- _Consignes_
A. D'après le texte sur les séries et leurs thématiques, combien de temps de jeu sur la piste la première saison des Filles du Rink montre-t-elle au total ?
B. Rédigez la suite du texte sur les séries et leurs thématiques, à partir de sa dernière phrase.

- _Texte fourni_
┌──

Le problème est que, trop souvent, cette thématique ne s’avère être qu’une coloration accessoire, qu'un élément escamotable du récit, un simple décor dans lequel on ressert les mêmes mécanismes narratifs déjà utilisés et galvaudés.

Voyons ailleurs : Dans Queen's Gambit, la spécificité thématique est claire : les échecs. Il se trouve que la mini-série contient de vraies parties d'échecs, certes ellipsées mais qui ont une authentique progression et que les amateurs pourront jauger.

Dans GLOW (Glorious Ladies of Wrestling), il y a de vraies scènes de catch, à la fois dans son processus de création, gestuelle et narrative, et dans sa restitution comme spectacle (...excepté dans la dernière saison qui oublie totalement cet enjeu de pur plaisir spectaculaire).

Dans Dix Pour Cent, malgré les intrigues annexes, le métier d'agent reste la plaque tournante des événements...

Mais curieusement, dès qu’on touche au terrain-modèle des high school (notamment états-unien), la diversité et la spécificité s'amenuise. Par exemple, pour ne parler que des séries produites et/ou diffusées par Netflix : Never Have I Ever, Everything Now, Sex Education, Trinkets… — qui sont des séries que j’ai pourtant appréciées — vont brasser des mécanismes et des motifs fort semblables, bien que leurs thématiques spécifiques respectives puissent ouvrir à l'exploration de nouveautés gestuelles, scénaristiques, esthétiques.


Dans Les Filles du Rink, la thématique spécifique (le hockey) n'est pour moi qu'un tremplin.

Sur la totalité de la première saison, on doit avoir droit à moins de dix minutes cumulées de jeu sur la piste ; l'évolution de l'équipe dans le classement se déroule dans les angles morts entre les épisodes, au détour d'un petit dialogue informatif ("vous êtes troisièmes, il ne faut pas lâcher", "que s'est-il passé dans votre dernier match ?"). C'est d'ailleurs contre-intuitif, car l'on assiste narrativement à une montée dans le classement alors que les principaux moments de hockey à l'écran figurent du mauvais jeu et des défaites.

└──

- _Données enregistrées_
┌──

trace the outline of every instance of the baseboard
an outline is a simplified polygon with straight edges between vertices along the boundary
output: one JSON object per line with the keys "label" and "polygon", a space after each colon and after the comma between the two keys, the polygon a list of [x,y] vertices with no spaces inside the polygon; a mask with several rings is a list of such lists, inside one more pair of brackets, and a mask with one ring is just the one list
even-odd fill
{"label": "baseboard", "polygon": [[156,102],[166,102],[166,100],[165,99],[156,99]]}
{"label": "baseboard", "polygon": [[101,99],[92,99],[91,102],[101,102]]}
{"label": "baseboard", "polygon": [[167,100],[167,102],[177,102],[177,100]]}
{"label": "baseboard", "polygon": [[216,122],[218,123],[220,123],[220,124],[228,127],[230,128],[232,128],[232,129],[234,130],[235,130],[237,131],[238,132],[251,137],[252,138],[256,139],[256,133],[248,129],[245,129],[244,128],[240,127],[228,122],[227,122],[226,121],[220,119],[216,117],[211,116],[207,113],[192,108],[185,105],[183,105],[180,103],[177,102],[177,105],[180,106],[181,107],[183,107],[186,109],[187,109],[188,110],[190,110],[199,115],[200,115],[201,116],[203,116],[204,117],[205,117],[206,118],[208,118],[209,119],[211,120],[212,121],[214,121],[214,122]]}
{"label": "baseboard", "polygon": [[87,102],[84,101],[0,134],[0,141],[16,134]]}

└──
┌──

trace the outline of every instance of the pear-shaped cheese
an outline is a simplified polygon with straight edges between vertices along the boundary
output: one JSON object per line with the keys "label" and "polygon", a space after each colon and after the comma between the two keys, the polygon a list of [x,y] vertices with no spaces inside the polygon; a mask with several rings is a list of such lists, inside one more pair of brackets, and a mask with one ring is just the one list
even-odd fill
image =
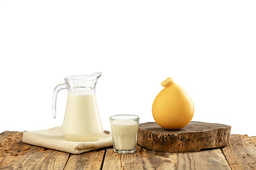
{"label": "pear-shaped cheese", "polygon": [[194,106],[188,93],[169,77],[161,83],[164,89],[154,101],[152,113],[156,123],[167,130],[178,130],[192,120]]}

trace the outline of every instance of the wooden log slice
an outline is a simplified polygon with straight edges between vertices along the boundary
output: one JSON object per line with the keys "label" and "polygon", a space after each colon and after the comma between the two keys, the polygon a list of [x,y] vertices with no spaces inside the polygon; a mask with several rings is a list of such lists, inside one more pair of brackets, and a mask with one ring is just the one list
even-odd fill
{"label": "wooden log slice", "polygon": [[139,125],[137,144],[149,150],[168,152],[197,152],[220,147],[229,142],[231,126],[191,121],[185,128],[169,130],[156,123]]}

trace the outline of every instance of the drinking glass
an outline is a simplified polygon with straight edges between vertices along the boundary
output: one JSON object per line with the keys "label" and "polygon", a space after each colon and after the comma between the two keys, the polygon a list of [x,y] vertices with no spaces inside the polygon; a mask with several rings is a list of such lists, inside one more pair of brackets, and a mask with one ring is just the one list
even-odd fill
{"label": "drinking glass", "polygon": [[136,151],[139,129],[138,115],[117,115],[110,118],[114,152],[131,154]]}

└──
┌──

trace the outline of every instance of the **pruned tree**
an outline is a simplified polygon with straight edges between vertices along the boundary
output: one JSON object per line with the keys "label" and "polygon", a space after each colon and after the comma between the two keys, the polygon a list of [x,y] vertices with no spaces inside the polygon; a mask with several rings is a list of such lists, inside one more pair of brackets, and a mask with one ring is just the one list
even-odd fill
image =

└──

- _Réponses de l'exercice_
A. Moins de dix minutes cumulées.

B.
En parlant des dialogues, ceux-ci sont d'ailleurs moyennement bien écrits : trop entendus, ils suivent pour la plupart la même progression et se finissent pour beaucoup (ô poncif) par un câlin ou un baiser. Sérieusement je pourrais faire un montage de tous les câlins de la saison que ça prendrait plus de temps que le hockey. Les dialogues ne sont d'ailleurs pas aidés par certaines actrices peu consistantes (parfois très bien sur l'ensemble, mais très cliché sur les champ-contrechamp à émotion).

Pourtant, l'arche scénaristique globale m'a plutôt accroché, avec un petit côté sitcom et des antagonistes pas si manichéens.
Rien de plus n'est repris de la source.